Extracted records
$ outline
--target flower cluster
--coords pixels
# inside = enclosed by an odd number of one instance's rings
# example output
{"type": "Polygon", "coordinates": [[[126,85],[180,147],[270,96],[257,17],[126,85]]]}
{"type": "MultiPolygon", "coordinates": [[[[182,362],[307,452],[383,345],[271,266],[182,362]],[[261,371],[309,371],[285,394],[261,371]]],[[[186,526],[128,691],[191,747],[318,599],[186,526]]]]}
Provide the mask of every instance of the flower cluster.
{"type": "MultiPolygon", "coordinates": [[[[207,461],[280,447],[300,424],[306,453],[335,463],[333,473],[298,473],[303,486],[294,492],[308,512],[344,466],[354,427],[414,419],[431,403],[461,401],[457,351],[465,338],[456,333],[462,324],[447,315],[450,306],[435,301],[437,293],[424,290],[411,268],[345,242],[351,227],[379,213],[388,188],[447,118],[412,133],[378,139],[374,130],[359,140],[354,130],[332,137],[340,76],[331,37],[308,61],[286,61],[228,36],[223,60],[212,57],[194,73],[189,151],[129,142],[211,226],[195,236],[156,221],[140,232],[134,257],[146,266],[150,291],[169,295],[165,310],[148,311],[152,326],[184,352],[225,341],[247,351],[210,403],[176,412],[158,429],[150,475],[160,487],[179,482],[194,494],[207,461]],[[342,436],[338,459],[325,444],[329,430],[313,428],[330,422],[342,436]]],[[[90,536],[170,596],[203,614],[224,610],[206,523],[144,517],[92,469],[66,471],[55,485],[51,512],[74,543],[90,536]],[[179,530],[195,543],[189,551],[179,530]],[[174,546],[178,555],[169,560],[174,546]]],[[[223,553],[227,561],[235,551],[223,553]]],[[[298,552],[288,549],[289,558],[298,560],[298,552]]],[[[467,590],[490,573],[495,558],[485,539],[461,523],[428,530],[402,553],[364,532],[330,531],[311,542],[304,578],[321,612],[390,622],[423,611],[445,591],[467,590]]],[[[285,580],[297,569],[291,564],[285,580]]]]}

• **Description of the task**: Switch every "flower cluster" in the entries above to "seed head", then write out all the lines again with nothing else altered.

• **Exercise output**:
$ outline
--target seed head
--coords pixels
# inside = enclosed by an odd number of one instance's rings
# example output
{"type": "Polygon", "coordinates": [[[126,85],[180,147],[270,96],[257,17],[126,85]]]}
{"type": "MultiPolygon", "coordinates": [[[[182,362],[307,452],[383,345],[271,266],[182,362]],[[261,371],[309,371],[285,394],[261,371]]],[[[186,526],[128,691],[191,747],[318,599],[186,526]]]]}
Provide the mask of every instance of the seed head.
{"type": "MultiPolygon", "coordinates": [[[[207,461],[280,447],[300,424],[306,453],[335,463],[333,473],[298,473],[303,486],[294,492],[308,512],[344,466],[354,427],[414,419],[431,403],[461,401],[457,351],[465,338],[456,333],[462,324],[447,315],[450,306],[435,301],[437,293],[424,290],[411,268],[345,242],[351,227],[379,213],[388,188],[447,118],[412,133],[378,139],[374,130],[359,140],[354,130],[332,137],[340,76],[331,37],[308,61],[286,61],[228,36],[223,60],[212,57],[194,73],[189,151],[129,142],[211,226],[195,236],[156,221],[140,232],[134,257],[146,266],[150,291],[169,295],[165,310],[148,311],[152,326],[184,352],[225,341],[247,351],[210,403],[176,412],[158,429],[150,475],[160,487],[179,482],[194,494],[207,461]],[[342,436],[338,459],[325,444],[329,430],[313,428],[330,422],[342,436]]],[[[90,536],[170,596],[203,614],[224,610],[206,523],[144,517],[92,469],[66,471],[55,485],[51,512],[74,543],[90,536]],[[179,530],[195,543],[189,551],[179,530]],[[174,546],[178,555],[169,560],[174,546]]],[[[223,553],[227,561],[235,551],[223,553]]],[[[298,552],[288,549],[289,558],[298,560],[298,552]]],[[[467,590],[490,573],[495,558],[485,539],[461,523],[428,530],[402,553],[364,532],[330,531],[311,542],[304,578],[321,612],[390,622],[423,611],[445,591],[467,590]]],[[[285,580],[297,569],[291,564],[285,580]]]]}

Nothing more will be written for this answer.